## [WRITTEN INSTRUCTION]
Count the lines below that contain the string "bird", matching case exactly, and report only the resulting number.

** start of DATA RECORDS **

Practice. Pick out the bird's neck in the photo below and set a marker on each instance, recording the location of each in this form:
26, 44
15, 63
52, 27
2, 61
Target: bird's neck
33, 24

** end of DATA RECORDS **

## [RESULT BELOW]
2